#### Challenge 1:
In the Pacific Rim review, duplicate the stretch from "And if that" through "kid showed up." word for word.
#### Challenge 2:
According to the Pacific Rim review, which actor plays Raleigh Beckett?

#### Excerpt to read:
'''

And if that sounds like a salad of just about every blockbuster of the last five years, then you'd be right. What can I say? Except Arthur Brooke and William Painter both had a crack of the Romeo and Juliet story before this Shakespeare kid showed up.

Advance word on Guillermo del Toro's Pacific Rim was that it was the "thinking man's Michael Bay movie," and while thoughtfulness is always nice, that's not, strictly speaking, accurate. What distinguishes the two film-makers is love – a deep and abiding love of the genre, love of monsters down to the phosphorescent tips of their tentacles, love of robots down to their last rivet, love of the laws of mass and momentum, and all the unfakeable geekery that lifts and propels every frame of this film.

How long does it take to tell the difference? I would say by the end of the opening credits. That's how long it takes for Raleigh Beckett (Charlie Hunnam), to lose his brother to one of the monsters, with one scoop of its paw. When the two of them first showed up, two blond hunks strolling down the jet way, grins the size of the Mariana trench, rock'n'roll blasting on the soundtrack, you think: oh no, not another hymn to chiseled American manhood.

'''

#### Supplied data:
'''

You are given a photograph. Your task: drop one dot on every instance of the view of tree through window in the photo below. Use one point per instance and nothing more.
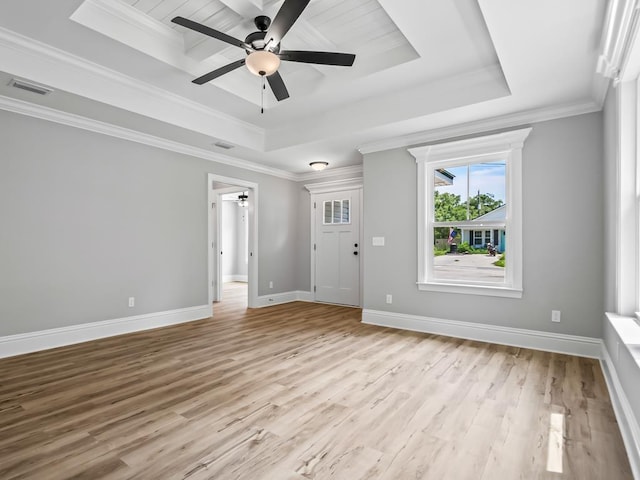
(469, 229)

'''

#### Written answer 1:
And if that sounds like a salad of just about every blockbuster of the last five years, then you'd be right. What can I say? Except Arthur Brooke and William Painter both had a crack of the Romeo and Juliet story before this Shakespeare kid showed up.

#### Written answer 2:
Charlie Hunnam